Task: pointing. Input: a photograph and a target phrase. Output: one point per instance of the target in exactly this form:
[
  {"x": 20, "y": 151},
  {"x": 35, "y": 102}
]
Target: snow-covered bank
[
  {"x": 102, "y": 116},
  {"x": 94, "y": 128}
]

#####

→ **What is being asked**: Reproduce the full listing word for word.

→ **Exercise response**:
Task: pointing. Input: a photograph and a target phrase. Output: one point per instance of the target in exactly this form:
[
  {"x": 20, "y": 151},
  {"x": 35, "y": 102}
]
Target: snow-covered bank
[
  {"x": 102, "y": 116},
  {"x": 94, "y": 128}
]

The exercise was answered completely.